Activity: Quote the passage of the Lévy flight foraging text below verbatim, starting at "The movement of" and ending at "the theoretical predictions.".
[[ Excerpt provided open ]]
Lévy flight foraging hypothesis


The Lévy flight foraging hypothesis is a hypothesis in the field of biology that may be stated as follows:
Since Lévy flights and walks can optimize search efficiencies, therefore natural selection should have led to adaptations for Lévy flight foraging.

Background

The movement of animals closely resembles in many ways the random walks of dust particles in a fluid. This similarity led to interest in trying to understand how animals move via the analogy to Brownian motion. This conventional wisdom held until the early 1990s. However, starting in the late 1980s, evidence began to accumulate that did not fit the theoretical predictions.
In 1999, a theoretical investigation of the properties of Lévy flights showed that an inverse square distribution of flight times or distances could optimize the search efficiency under certain circumstances. Specifically, a search based on a Lévy walk, consisting of a constant velocity search following a Lévy flight path, is optimal for searching sparsely and randomly distributed revisitable targets in the absence of memory. The team of researchers, consisting of Gandhimohan M. Viswanathan, Sergey V. Buldyrev, Marcos Gomes E. da Luz, Shlomo Havlin, Ernesto P. Raposo and H. Eugene Stanley, published these results in 1999 in the journal Nature.
There has been some controversy about the reality of Lévy flight foraging. Early studies were limited to a small range of movement, and thus the type of motion could not be unequivocally determined; and in 2007 flaws were found in a study of wandering albatrosses which was the first empirical example of such a strategy.
There are however many new studies backing the Lévy flight foraging hypothesis.
Recent studies use newer statistical methods and larger data sets showing longer movement paths. Studies published in 2012 and 2013 re-analysed wandering albatross foraging paths and concluded strong support for truncated Lévy flights and Brownian walks consistent with predictions of the Lévy flight foraging hypothesis.
[[ Excerpt provided closed ]]
[[ Input data open ]]
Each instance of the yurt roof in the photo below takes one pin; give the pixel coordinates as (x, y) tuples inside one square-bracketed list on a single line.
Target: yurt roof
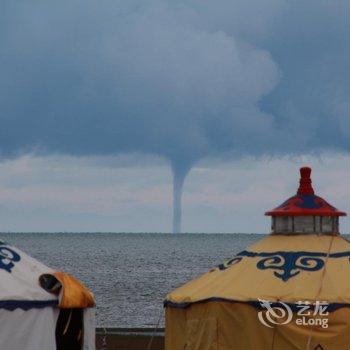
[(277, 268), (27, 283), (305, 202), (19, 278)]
[[ Input data closed ]]
Written answer:
The movement of animals closely resembles in many ways the random walks of dust particles in a fluid. This similarity led to interest in trying to understand how animals move via the analogy to Brownian motion. This conventional wisdom held until the early 1990s. However, starting in the late 1980s, evidence began to accumulate that did not fit the theoretical predictions.